(TASK TO CARRY OUT): Locate each line in the rows below that contains the word "dark", and copy those lines.

(Labeled-object pointing rows)
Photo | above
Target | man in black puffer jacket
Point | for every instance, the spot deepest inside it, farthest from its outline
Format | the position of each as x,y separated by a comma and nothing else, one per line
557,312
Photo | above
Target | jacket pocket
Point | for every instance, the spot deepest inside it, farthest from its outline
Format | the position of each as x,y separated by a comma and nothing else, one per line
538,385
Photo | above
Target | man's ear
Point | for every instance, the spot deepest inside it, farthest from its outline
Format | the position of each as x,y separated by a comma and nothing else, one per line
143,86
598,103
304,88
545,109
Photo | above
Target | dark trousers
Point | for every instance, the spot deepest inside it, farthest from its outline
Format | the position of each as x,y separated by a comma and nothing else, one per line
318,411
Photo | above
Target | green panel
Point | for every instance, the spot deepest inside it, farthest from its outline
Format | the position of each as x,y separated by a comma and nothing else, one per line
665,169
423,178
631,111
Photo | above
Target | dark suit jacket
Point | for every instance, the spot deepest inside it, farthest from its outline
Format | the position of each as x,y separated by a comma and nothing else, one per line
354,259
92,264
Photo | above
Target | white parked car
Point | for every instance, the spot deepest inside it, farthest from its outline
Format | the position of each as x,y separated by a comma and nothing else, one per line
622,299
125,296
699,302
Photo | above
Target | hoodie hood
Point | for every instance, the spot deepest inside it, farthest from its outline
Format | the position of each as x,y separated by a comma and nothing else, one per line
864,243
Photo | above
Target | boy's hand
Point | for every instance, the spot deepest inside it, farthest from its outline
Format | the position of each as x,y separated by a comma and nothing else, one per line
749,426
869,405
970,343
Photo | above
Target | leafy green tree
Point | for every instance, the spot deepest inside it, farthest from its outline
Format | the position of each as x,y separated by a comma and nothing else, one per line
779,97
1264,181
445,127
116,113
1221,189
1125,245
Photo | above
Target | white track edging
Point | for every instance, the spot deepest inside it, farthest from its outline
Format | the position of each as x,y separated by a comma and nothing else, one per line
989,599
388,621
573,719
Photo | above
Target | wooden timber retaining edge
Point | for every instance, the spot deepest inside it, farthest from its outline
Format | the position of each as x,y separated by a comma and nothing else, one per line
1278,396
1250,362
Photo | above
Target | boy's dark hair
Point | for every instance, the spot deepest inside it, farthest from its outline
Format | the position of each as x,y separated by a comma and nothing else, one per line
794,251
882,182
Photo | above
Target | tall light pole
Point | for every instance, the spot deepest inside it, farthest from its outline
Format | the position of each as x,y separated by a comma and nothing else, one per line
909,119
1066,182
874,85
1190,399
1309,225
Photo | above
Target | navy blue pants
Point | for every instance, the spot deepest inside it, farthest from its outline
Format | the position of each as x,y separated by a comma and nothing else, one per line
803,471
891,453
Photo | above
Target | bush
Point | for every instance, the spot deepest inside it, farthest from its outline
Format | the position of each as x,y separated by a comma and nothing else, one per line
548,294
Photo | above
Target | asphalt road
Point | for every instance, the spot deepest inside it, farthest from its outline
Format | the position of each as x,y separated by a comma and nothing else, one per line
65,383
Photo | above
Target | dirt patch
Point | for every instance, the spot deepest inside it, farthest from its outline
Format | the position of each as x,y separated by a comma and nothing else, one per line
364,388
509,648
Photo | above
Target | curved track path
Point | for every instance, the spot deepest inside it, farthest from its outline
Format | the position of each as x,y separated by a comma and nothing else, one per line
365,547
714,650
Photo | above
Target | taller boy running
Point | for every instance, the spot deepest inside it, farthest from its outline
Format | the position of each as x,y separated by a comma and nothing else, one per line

(THE RESULT):
Target | dark trousers
Target | dark suit jacket
Target | boy's dark hair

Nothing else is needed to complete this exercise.